Assignment
Begin with the first line of the entries below. Copy each line exactly, stopping after the one that contains "Locate the shrub;".

Supplied data
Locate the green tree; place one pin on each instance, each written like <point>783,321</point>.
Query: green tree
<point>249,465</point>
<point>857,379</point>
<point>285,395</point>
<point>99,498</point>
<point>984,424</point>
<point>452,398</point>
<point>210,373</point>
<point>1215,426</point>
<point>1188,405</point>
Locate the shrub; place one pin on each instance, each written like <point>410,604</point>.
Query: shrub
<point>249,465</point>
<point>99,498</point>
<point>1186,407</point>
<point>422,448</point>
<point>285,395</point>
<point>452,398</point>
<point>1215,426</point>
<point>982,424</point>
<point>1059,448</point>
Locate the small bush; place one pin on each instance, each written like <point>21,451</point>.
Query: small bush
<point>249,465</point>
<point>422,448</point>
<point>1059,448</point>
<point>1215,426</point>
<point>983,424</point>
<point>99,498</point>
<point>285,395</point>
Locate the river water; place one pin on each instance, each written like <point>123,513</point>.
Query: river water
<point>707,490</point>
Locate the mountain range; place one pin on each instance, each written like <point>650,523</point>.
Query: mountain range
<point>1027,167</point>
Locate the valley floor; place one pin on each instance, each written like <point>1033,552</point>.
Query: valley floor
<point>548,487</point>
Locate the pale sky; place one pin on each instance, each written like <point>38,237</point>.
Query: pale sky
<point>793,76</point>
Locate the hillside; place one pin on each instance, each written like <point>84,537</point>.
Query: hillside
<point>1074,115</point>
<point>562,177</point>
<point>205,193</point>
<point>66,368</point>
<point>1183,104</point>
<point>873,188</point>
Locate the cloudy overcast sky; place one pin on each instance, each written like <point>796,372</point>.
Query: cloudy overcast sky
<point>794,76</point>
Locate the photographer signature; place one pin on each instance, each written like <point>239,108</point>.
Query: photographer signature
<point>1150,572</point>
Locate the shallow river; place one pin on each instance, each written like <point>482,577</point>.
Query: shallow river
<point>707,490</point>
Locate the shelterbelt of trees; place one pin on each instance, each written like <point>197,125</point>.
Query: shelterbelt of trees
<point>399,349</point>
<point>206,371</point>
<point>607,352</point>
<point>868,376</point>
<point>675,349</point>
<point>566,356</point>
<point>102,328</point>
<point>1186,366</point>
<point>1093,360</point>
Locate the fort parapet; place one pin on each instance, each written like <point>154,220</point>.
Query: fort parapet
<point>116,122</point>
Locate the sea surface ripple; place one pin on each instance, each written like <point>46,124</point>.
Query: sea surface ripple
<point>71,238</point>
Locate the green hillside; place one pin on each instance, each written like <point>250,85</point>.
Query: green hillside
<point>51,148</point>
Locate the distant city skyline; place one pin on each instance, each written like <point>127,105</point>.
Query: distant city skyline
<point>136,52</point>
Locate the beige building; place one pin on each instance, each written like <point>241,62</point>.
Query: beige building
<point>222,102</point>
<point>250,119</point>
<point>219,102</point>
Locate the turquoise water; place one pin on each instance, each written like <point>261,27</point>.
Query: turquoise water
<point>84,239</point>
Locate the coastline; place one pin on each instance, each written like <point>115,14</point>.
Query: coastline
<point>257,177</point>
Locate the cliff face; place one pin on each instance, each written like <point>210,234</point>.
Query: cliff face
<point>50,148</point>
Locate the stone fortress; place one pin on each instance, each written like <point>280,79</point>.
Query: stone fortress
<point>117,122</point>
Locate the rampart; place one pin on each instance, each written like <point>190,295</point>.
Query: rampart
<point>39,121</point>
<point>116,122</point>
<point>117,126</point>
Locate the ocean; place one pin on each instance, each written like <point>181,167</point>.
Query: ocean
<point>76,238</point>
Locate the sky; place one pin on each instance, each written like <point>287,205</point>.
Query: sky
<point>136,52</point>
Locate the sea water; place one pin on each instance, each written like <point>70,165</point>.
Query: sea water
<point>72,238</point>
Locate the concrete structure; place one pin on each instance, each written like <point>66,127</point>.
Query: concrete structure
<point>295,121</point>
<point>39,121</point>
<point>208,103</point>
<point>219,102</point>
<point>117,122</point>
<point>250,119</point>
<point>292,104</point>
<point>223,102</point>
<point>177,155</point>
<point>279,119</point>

Task result
Locate the green tree; place one pin on each instance, each written like <point>783,321</point>.
Query: green tree
<point>249,465</point>
<point>857,379</point>
<point>285,395</point>
<point>99,498</point>
<point>984,424</point>
<point>452,398</point>
<point>210,373</point>
<point>1215,426</point>
<point>1188,405</point>
Locate the shrub; place one pin on each instance, each written like <point>410,604</point>.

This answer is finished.